_ATIVIDADES PROPOSTAS_
**a.** No tributo a Raul de Leoni, como o comentário qualifica o poema “Noturno”?
**b.** Reproduza em forma de lista JSON de strings, uma string por linha e sem linhas em branco, as linhas de dados a partir da primeira delas até a linha que contém "Give the mask", incluindo as duas extremidades.

+++ TEXTO SELECIONADO +++

TRIBUTO A RAUL DE LEONI (IV)
Em “Noturno”, um poema de inigualável beleza, Raul de Leoni pinta com tintas fortes o despertar da consciência para o vir a ser existencial, vivido numa intimidade sensível e cúmplice com a Natureza exuberante e plena de si... Nos seus versos de “símbolos profundos” o Poeta descreve uma viagem pelos meandros da existência, com lances poéticos e sutis nos quais se entremostram as lembranças que embasam a vivência de ser, e as imensas possibilidades humanas nem sempre adequadamente aproveitadas... Revela o momento sagrado em que a criança perde a inocência e vira homem, para num sofrimento responsável, distraído do “compasso das horas”, mergulhar em cogitações transcendentais. Ainda que perdida a “virgindade”, o homem permanece impávido num universo de incertezas.
“No parque antigo a noite era afetuosa e mansa
Sob a lenda encantada do luar...
Os pinheiros pensavam cousas longas,
Nas alturas dormentes e desertas...
O aroma nupcial dos jasmins delirantes
Diluindo um cheiro acre de resinas,
Espiritualizava e adormecia
O ar meigo e silencioso...
A ronda dos espíritos noturnos,
Em medrosos rumores,
Gemia entre os ciprestes e os loureiros...
Na penumbra dos bosques o luar
Entreabria clareiras encantadas,
Prateando o verde malva das latadas
E as doces perspectivas do pomar...
As nascentes sonhavam em surdina,
Numa tonalidade cristalina,
Monótonos murmurinhos,
Gorgolejos de águas frescas...
Sobre a areia de prata dos caminhos,
A sombra espiritual dos eucaliptos,
Bulindo ao sopro tímido da aragem,
Projetava ao luar desenhos indecisos,
Ágeis bailados, leves de arabescos,
Farândolas de sombras fugitivas...
E das perdidas curvas das estradas,
De paragens distantes
Como fantasmas de serenatas,
Ressonâncias sonâmbulas traziam
A longa, a pungentíssima saudade
De cavatinas e mandolinatas...
Lembro-me bem, quando em quando,
Entre as sebes escondidas,
Um insidioso grilo impertinente
Roendo um som estridente
Arranhava o silêncio.
No parque antigo a noite era afetuosa e mansa,
Sob a lenda encantada do luar...
Eu era bem criança e já possuindo
A sensibilidade evocadora
De um poeta de símbolos profundos,
Solitário e comovido,
No minarete do solar paterno,
Com os pequeninos olhos deslumbrados,
Passei a noite inteira, o olhar perdido,
No azul sonoro, o azul profundo, o azul eterno
Dos eternos espaços constelados...
Era a primeira vez que eu contemplava o mundo
Que eu via face a face o mistério profundo
Da fantasmagoria universal
No prodígio da noite silenciosa.
Era a primeira vez...
E foi aí talvez,
Que começou a história atormentada
Da minha alma curiosa dos abismos
Inquieta da existência e doente do além...
Filha da maldição do Arcanjo rebelado,,,
Sim, que foi nessa noite não me engano.
- Noite que jamais esquecerei –
Que – a alma ainda em crisálida – velando,
No minarete do solar paterno,
Diante da noite azul – eu senti e pensei
O meu primeiro sofrimento humano
E o meu primeiro pensamento eterno...

+++ LINHAS DE DADOS +++

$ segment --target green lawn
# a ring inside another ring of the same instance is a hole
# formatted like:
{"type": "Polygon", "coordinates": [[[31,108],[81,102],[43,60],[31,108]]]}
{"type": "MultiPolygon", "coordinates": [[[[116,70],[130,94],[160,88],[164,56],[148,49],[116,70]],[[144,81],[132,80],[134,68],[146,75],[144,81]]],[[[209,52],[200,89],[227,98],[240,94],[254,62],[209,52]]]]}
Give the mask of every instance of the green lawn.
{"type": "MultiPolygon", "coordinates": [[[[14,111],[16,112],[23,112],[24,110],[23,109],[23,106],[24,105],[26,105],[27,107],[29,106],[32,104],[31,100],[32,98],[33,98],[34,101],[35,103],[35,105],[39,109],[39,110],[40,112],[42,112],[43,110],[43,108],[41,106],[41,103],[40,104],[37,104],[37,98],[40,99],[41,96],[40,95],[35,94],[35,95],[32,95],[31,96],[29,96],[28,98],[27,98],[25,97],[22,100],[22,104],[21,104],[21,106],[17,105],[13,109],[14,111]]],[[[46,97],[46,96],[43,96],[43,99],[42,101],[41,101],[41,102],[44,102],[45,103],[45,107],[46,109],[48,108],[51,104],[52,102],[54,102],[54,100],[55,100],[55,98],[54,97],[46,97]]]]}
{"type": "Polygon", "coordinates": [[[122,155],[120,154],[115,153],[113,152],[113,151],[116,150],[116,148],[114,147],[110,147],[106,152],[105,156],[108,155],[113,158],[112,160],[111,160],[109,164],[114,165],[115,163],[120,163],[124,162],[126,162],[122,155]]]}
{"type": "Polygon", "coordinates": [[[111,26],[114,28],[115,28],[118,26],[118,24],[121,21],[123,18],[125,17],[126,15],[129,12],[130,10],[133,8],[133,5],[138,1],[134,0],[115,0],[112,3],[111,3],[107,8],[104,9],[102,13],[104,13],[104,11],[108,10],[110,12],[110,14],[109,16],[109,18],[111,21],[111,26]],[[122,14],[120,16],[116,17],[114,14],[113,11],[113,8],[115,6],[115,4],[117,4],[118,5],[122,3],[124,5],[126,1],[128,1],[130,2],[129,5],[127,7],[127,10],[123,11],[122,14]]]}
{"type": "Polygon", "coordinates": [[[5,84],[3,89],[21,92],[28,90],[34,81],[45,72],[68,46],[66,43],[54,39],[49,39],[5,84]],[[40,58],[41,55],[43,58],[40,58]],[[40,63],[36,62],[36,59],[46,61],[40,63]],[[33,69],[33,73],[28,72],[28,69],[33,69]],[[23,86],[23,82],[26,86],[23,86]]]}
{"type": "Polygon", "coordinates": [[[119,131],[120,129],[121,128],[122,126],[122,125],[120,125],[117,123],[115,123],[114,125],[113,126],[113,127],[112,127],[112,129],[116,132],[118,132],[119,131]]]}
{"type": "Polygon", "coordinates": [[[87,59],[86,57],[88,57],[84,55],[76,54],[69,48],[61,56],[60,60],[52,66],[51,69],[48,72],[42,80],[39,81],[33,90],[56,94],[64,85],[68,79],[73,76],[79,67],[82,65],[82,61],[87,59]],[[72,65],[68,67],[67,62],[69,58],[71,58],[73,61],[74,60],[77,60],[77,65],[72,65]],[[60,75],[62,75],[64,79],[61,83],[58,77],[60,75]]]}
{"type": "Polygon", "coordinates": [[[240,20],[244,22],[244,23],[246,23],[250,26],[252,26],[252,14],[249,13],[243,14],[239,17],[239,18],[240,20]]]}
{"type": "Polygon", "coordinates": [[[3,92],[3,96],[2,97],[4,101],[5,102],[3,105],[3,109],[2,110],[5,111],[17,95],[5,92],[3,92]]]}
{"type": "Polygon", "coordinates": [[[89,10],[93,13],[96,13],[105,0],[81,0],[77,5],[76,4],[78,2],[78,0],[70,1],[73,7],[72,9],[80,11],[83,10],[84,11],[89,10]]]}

+++

_RESPOSTAS ESPERADAS_
**a.** Como um poema de inigualável beleza.

**b.**
[
  "$ segment --target green lawn",
  "# a ring inside another ring of the same instance is a hole",
  "# formatted like:",
  "{\"type\": \"Polygon\", \"coordinates\": [[[31,108],[81,102],[43,60],[31,108]]]}",
  "{\"type\": \"MultiPolygon\", \"coordinates\": [[[[116,70],[130,94],[160,88],[164,56],[148,49],[116,70]],[[144,81],[132,80],[134,68],[146,75],[144,81]]],[[[209,52],[200,89],[227,98],[240,94],[254,62],[209,52]]]]}",
  "Give the mask of every instance of the green lawn."
]